▸ Aim 1: Quote the Appendix 1 instructions word for word, starting with "(a) Appendix 1" and going on through "must be identified.".
▸ Aim 2: According to the Appendix 1 instructions, how many schedules make up the Appendix 1 electronic template?

▸ Text segment:
╔══

Appendix 1 instructions.

(a) Appendix 1 is the form on which a utility reports its Contract System Costs, Contract System Loads, and other necessary data for the calculation of ASC. Appendix 1 is an electronic template consisting of seven schedules and several supporting files that must be completed by the utility in accordance with these instructions and the provisions of the endnotes following the schedules.

(b) Appendix 1 filings must be accompanied by an attestation statement Start Printed Page 60114of the Chief Financial Officer of the utility or other responsible official who possesses the financial and accounting knowledge necessary to complete the attestation statement.

(c) The primary source of data for the investor-owned utilities' Appendix 1 filings is the utility's prior year Form 1 filing with the Commission. Any items not applicable to the utility must be identified.

╚══

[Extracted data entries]
╔══

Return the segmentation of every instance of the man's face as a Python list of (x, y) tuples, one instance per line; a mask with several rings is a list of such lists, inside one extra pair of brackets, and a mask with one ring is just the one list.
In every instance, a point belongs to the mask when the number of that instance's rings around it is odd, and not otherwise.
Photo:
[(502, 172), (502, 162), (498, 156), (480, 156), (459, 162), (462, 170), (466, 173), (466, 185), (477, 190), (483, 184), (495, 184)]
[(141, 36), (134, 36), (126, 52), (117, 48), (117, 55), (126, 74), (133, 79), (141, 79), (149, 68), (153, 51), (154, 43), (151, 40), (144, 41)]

╚══

▸ Task output 1:
(a) Appendix 1 is the form on which a utility reports its Contract System Costs, Contract System Loads, and other necessary data for the calculation of ASC. Appendix 1 is an electronic template consisting of seven schedules and several supporting files that must be completed by the utility in accordance with these instructions and the provisions of the endnotes following the schedules.

(b) Appendix 1 filings must be accompanied by an attestation statement Start Printed Page 60114of the Chief Financial Officer of the utility or other responsible official who possesses the financial and accounting knowledge necessary to complete the attestation statement.

(c) The primary source of data for the investor-owned utilities' Appendix 1 filings is the utility's prior year Form 1 filing with the Commission. Any items not applicable to the utility must be identified.

▸ Task output 2: Seven schedules.